:: Task description ::
Quote the listing below in full and exactly as written, but omit every picture.

:: Records shown ::
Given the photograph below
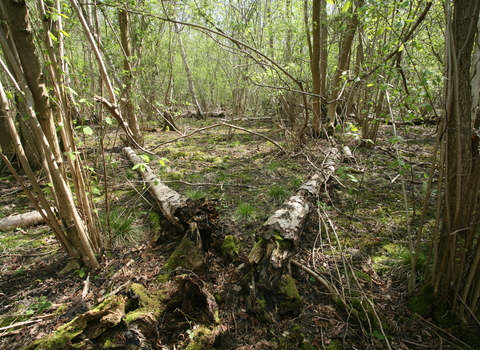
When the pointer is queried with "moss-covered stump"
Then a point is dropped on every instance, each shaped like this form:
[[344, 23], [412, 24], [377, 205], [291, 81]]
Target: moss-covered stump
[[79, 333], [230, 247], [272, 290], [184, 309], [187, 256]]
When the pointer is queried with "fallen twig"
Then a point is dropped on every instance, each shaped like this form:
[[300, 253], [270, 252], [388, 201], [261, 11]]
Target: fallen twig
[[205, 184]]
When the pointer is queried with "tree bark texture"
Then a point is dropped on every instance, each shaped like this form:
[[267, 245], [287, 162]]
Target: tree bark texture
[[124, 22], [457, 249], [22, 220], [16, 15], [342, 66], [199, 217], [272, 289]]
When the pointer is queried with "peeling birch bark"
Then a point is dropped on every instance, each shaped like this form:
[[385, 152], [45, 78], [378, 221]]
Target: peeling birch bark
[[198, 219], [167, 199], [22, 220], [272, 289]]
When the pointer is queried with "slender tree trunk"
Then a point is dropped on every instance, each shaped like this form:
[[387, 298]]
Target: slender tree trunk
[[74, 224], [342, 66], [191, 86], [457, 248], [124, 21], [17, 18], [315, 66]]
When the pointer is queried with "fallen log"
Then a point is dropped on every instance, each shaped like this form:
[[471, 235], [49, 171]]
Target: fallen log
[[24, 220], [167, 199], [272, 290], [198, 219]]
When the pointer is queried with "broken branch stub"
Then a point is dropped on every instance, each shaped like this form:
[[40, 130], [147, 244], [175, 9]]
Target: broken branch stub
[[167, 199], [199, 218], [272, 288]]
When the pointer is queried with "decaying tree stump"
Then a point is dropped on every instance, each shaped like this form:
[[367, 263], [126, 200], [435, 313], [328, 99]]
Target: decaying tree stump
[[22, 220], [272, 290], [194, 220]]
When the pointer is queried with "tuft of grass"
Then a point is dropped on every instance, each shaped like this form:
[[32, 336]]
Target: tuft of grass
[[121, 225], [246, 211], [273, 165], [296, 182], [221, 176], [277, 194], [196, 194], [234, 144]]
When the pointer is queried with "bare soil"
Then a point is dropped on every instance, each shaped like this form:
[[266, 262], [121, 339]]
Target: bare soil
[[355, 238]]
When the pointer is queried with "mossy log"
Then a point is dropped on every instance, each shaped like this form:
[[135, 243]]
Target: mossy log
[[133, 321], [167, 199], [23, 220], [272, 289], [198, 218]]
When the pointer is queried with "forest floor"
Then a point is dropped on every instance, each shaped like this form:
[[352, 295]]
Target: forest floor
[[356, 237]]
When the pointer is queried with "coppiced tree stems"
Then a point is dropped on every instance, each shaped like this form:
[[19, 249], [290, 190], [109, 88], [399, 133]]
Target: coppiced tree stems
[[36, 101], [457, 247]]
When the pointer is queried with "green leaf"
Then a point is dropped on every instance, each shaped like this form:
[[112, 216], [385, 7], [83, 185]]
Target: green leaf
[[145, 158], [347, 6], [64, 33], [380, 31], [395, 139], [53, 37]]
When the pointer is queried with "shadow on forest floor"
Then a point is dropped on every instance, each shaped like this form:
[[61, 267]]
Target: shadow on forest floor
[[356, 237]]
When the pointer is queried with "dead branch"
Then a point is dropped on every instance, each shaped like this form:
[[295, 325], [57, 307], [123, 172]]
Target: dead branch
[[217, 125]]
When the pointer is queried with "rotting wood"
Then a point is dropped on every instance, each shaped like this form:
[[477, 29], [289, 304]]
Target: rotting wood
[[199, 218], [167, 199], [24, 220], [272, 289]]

:: Written answer ::
Given the photograph below
When the pointer is queried with "moss-covered stump"
Then a point is dropped on every instance, each shaped like this form:
[[344, 23], [412, 24], [377, 205], [291, 81]]
Target: moss-covered stump
[[79, 333], [230, 247], [272, 290], [184, 309], [187, 256]]
When the pointer is queried with "fallen twig"
Then a point is dropped on every instance, each shaped like this form:
[[300, 253], [270, 252], [388, 201], [261, 11]]
Target: fallen twig
[[205, 184]]
When the pointer is queried with "tree bark texture"
Then a point is dropped on every instance, each shaped like this form:
[[267, 245], [287, 162]]
Target: tree bark texture
[[124, 22], [457, 249], [22, 220], [16, 15], [342, 66], [199, 217], [272, 289]]
When the pointer is queried with "peeling birch bark"
Then a point is dropped on every instance, each shaped like this form:
[[385, 152], [45, 78], [378, 221]]
Target: peeling birch bark
[[198, 219], [167, 199], [22, 220], [272, 289]]
When the pointer is queried with "slender tree trunk"
Then a point is dropped on every instance, each shaped like this form:
[[387, 298]]
Target: slender tree trunk
[[74, 224], [342, 66], [191, 86], [457, 248], [124, 21], [17, 18], [315, 66]]
When the pointer is queried with "fallen log"
Then a point is dropped on every instance, each shaped like this form:
[[471, 235], [49, 171]]
Target: fallen log
[[24, 220], [167, 199], [272, 290], [198, 219]]
When the pointer is queried with "broken branch stub"
Then a point is dropped on every instance, each shaped like this form:
[[40, 130], [147, 244], [175, 9]]
Target: broken branch stub
[[167, 199], [199, 218], [272, 288]]
When the pointer is queried with "decaying tree stump"
Then a point is dropped on every instance, each shaped like this form:
[[367, 263], [126, 200], [435, 313], [328, 99]]
Target: decaying tree stump
[[22, 220], [272, 290], [194, 220]]
When the pointer is queried with "tuft of grass"
Then a point is dropped on every instance, each shaped like this form:
[[32, 336]]
Target: tuft of grass
[[121, 225], [246, 211], [273, 165], [296, 182], [221, 176], [277, 194], [196, 194], [234, 144]]
When the pointer is queried with "bare soil"
Then a point is dropped on every instance, each shaped like this form:
[[266, 262], [121, 339]]
Target: bare soil
[[355, 238]]
When the pointer is queried with "mossy log"
Then a point is dropped on every instance, each shaped like this form:
[[135, 243]]
Target: mossy log
[[133, 321], [167, 199], [23, 220], [272, 289], [198, 218]]
When the pointer is queried with "forest floor"
Then a point is dropped on every instance, each shaped like this form:
[[352, 295]]
Target: forest floor
[[356, 237]]
When the pointer is queried with "coppiced tree stems"
Then a point is dropped on every instance, each shaped like this form:
[[19, 249], [290, 190], [109, 88], [399, 133]]
Target: coppiced tree stems
[[36, 101], [457, 247]]
When the pointer is queried with "green leaf"
Then a point is dropped on every instance, each shaped like this form:
[[112, 216], [385, 7], [83, 185]]
Target: green leaf
[[145, 158], [347, 6], [64, 33], [380, 31], [395, 139], [53, 37]]
When the pointer is queried with "shadow on forest floor"
Then a point is dropped on every instance, each shaped like this form:
[[61, 267]]
Target: shadow on forest floor
[[356, 237]]
When the pointer is queried with "dead branch"
Then a point is dropped on every instance, each shaped like this form:
[[295, 325], [57, 307], [123, 172]]
Target: dead branch
[[217, 125]]
When the pointer is queried with "rotting wood"
Then a point is dropped on every instance, each shaped like this form:
[[477, 29], [289, 304]]
Target: rotting wood
[[199, 218], [167, 199], [24, 220], [272, 289]]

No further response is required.